▶ _PAGE EXTRACT_:
....................

Extract Text with Formatting

SQEAS · March 30, 2010, 7:16am

Latest shipments:

Item 8,9,10 complete – 23-Mar-2010

Next forecast shipments:

Items 1 & 2 complete – 12-Apr-2010

Items 5 Thermal couple - 15-Apr-2010

I’m trying to extract the text – and formatting – shown above.

Using the code below, I’m able to get the carriage control / linefeeds at the end of each line, but the indentations (tabs) are lost. In other words, I’m getting: “Latest shipments:\r\nItem 8,9,10 complete – 23-Mar-2010\r\nNext forecast shipments:\r\nItems 1 & 2 complete – 12-Apr-2010\r\nItems 5 Thermal couple - 15-Apr-2010\r\n\r\n”.

But I want something like: “Latest shipments:\r\n**\tItem 8,9,10 complete – 23-Mar-2010\r\nNext forecast shipments:\r\n\t** Items 1 & 2 complete – 12-Apr-2010\r\n**\t** tems 5 Thermal couple - 15-Apr-2010\r\n\r\n”.

....................

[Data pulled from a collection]

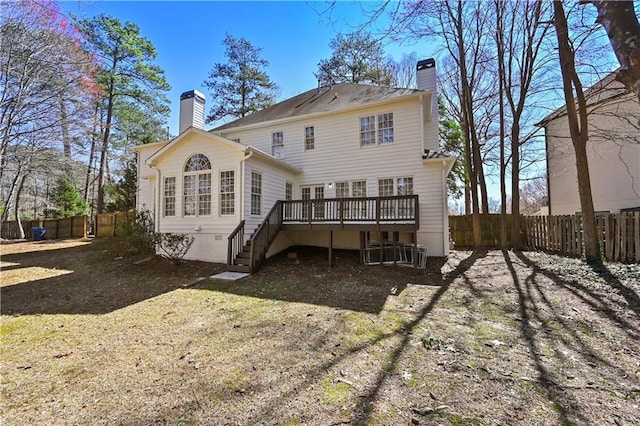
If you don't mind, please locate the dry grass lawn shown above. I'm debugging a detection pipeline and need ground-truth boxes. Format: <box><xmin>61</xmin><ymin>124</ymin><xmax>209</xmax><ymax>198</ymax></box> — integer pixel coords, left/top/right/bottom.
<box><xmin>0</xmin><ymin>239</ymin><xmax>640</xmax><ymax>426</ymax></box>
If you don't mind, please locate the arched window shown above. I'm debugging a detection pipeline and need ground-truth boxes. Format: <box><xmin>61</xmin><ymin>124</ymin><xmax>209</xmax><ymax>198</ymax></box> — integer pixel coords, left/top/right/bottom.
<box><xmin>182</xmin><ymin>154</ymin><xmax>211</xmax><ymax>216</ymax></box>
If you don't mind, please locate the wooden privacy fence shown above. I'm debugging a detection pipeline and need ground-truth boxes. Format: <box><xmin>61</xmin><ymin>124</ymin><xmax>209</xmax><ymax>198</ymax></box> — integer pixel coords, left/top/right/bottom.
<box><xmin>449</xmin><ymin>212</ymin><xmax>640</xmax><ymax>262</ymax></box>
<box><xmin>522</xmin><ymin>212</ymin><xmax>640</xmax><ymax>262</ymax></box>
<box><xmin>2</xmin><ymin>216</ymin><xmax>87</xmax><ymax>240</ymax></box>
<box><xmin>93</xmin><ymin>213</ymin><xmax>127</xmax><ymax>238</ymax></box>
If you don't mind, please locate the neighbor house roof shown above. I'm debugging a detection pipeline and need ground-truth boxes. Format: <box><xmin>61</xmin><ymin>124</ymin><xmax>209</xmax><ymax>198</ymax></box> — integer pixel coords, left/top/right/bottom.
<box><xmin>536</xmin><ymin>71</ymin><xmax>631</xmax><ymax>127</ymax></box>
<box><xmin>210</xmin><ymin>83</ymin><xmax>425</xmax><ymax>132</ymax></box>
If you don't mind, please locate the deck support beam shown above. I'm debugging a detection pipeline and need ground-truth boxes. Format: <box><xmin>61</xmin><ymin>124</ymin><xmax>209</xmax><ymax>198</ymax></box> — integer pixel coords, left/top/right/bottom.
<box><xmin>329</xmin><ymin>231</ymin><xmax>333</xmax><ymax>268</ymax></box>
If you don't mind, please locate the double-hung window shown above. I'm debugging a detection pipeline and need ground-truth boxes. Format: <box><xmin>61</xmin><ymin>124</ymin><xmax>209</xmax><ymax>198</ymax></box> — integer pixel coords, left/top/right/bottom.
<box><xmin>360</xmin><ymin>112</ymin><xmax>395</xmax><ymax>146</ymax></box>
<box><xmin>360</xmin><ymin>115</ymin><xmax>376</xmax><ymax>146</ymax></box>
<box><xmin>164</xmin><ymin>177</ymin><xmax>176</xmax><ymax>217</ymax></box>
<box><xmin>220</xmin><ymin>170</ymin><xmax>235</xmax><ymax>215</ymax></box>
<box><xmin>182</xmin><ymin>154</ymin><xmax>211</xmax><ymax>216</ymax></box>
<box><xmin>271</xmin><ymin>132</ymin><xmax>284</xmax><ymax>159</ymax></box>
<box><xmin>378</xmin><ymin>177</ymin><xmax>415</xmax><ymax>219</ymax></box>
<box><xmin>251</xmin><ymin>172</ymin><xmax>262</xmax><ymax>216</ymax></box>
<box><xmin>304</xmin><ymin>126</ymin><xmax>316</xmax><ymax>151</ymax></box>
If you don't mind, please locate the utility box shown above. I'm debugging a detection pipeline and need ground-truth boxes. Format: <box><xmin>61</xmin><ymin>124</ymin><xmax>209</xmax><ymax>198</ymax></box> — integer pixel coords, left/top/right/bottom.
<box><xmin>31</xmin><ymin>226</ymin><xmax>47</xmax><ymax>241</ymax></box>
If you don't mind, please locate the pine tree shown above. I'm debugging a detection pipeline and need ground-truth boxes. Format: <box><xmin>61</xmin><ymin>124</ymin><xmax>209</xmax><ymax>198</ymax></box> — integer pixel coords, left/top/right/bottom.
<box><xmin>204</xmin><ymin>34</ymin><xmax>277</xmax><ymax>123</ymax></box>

....................

▶ _EXERCISE TASKS_:
1 > In the forum post about extracting text with formatting, what does the poster lose when using their code?
2 > Rewrite the listing starting at the line that contains "If you don't mind, please locate the utility" and ending at the end of the listing, with "debugging" changed to "testing" and everything else kept the same.
The forum post and the listing are unrelated material.

▶ _SOLUTION SET_:
1 > The indentations (tabs).

2 >
If you don't mind, please locate the utility box shown above. I'm testing a detection pipeline and need ground-truth boxes. Format: <box><xmin>61</xmin><ymin>124</ymin><xmax>209</xmax><ymax>198</ymax></box> — integer pixel coords, left/top/right/bottom.
<box><xmin>31</xmin><ymin>226</ymin><xmax>47</xmax><ymax>241</ymax></box>
If you don't mind, please locate the pine tree shown above. I'm testing a detection pipeline and need ground-truth boxes. Format: <box><xmin>61</xmin><ymin>124</ymin><xmax>209</xmax><ymax>198</ymax></box> — integer pixel coords, left/top/right/bottom.
<box><xmin>204</xmin><ymin>34</ymin><xmax>277</xmax><ymax>123</ymax></box>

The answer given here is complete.